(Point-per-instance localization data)
-=-=-=-=-

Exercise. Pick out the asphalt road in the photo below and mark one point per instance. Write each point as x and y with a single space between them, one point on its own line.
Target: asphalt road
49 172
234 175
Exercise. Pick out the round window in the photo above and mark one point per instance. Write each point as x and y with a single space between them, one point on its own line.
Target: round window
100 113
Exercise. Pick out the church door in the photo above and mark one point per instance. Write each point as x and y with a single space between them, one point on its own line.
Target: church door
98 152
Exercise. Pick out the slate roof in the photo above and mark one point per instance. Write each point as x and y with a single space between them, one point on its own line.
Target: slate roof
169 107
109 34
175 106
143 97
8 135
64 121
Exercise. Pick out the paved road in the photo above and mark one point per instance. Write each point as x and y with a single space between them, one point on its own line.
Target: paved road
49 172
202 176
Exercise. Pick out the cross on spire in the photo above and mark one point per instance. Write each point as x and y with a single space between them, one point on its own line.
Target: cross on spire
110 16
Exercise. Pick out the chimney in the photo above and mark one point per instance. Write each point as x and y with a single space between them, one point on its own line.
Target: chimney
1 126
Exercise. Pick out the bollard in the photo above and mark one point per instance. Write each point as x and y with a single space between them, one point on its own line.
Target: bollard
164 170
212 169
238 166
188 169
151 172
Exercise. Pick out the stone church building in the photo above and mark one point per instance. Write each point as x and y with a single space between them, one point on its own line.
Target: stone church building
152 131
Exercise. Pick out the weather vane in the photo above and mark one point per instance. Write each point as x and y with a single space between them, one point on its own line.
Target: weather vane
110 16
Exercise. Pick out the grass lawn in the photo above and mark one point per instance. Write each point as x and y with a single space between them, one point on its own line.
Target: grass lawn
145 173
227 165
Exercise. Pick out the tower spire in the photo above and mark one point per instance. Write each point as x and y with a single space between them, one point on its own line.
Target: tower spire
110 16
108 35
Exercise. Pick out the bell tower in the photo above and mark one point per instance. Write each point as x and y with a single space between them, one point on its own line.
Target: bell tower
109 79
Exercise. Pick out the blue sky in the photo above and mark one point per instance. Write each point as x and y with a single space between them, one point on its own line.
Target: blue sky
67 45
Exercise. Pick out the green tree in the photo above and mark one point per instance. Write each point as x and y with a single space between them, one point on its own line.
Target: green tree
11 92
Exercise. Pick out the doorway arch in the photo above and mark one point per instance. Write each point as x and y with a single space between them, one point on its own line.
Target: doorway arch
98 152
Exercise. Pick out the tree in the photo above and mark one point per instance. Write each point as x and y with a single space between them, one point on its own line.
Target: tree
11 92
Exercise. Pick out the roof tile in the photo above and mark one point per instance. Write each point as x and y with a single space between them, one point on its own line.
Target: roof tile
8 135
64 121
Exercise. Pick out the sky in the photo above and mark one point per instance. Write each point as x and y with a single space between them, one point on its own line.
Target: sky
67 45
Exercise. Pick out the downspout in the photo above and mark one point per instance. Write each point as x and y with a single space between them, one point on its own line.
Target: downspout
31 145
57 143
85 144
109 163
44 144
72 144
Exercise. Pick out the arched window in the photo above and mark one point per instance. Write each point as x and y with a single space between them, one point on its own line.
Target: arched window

-=-=-=-=-

Your goal:
From the first line through the last, repeat the entries exactly.

Output below:
Exercise. Pick out the asphalt road in the photo below and mark one point per instance. Write each point as x and y with a single space between them, one point on its own line.
Target: asphalt road
49 172
234 175
Exercise. Pick out the round window in the photo above and mark one point per instance. Write each point as x and y with a single space between them, one point on its own line.
Target: round window
100 113
Exercise. Pick out the church door in the photo above and mark one point per instance. Write each point as x and y with a single space between them, one point on its own line.
Target: church door
98 152
Exercise. Pick out the slate roof in the photo above and mark one point per instance. Write each point as x and y with a single space between them, one point on its own line.
Target: slate roof
169 107
109 34
175 106
143 97
8 135
64 121
Exercise. Pick out the paved road in the photo above and mark one point per instance. Write each point as x and y with a single space between them, one point on its own line.
Target: paved road
49 172
202 176
Exercise. Pick out the cross on spire in the photo above and mark one point per instance. Write each point as x and y with a single space between them, one point on its own line.
Target: cross on spire
110 16
Exercise. Pick out the chimney in the photo above and mark one point per instance. Write each point as x and y with a single space between them, one point on its own line.
Target: chimney
1 126
Exercise. Pick out the bollard in the photo above and mark one point per instance. Write each point as x and y with a single space between them, one point on its own line.
Target: bollard
164 170
212 169
238 166
188 169
151 172
Exercise. Pick out the stone church building in the photo above and mark one point per instance. Write each point as x and y with a single space between them, one point on its own line.
Target: stone church building
152 131
Exercise. Pick out the weather vane in the photo above and mark one point per instance. Write each point as x and y with a single space between them, one point on its own line.
Target: weather vane
110 16
Exercise. Pick out the grass lawn in the photo above and mark one point per instance. Write each point as x and y with a single space between them, one point on its own line.
Target: grass lawn
145 173
227 165
Exercise. Pick out the tower spire in the photo above and mark one point per instance. Write each point as x and y with a single space between them, one point on its own line.
Target: tower spire
110 16
108 35
Exercise. Pick out the bell tower in the photo above and mark one point per instance. Write each point as x and y with a single space between them, one point on its own line.
Target: bell tower
109 79
Exercise. Pick out the blue sky in the photo above and mark one point per instance. Write each point as x and y with a single space between them, one point on its own line.
Target: blue sky
67 45
Exercise. Pick out the green tree in the photo above and mark one point per instance. Write each point as x and y with a single space between them, one point on its own line.
Target: green tree
11 92
Exercise. Pick out the doorway arch in the photo above and mark one point per instance. Write each point as x and y with a single space between them, one point on its own line.
Target: doorway arch
98 152
Exercise. Pick out the tree in the photo above and mark one point per instance. Write each point as x and y with a single space between them, one point on its own line.
Target: tree
11 92
Exercise. Pick out the roof tile in the photo above and mark one point per instance. Write each point as x and y with a single space between them, one point on its own line.
Target: roof tile
8 135
64 121
Exercise. Pick out the sky in the photo above and mark one point per instance. Write each point as x and y with a single space between them, one point on its own line.
Target: sky
67 45
Exercise. Pick out the downspout in the photo above and mark one point per instance. Write each point as x and y with a single space between them, one point on its own line.
Target: downspout
31 145
57 143
85 144
109 163
44 144
72 144
Exercise. Pick out the arched window in the photo above and mark one point per instance. Write each point as x and y with a single space between them, one point on its own line.
Target: arched window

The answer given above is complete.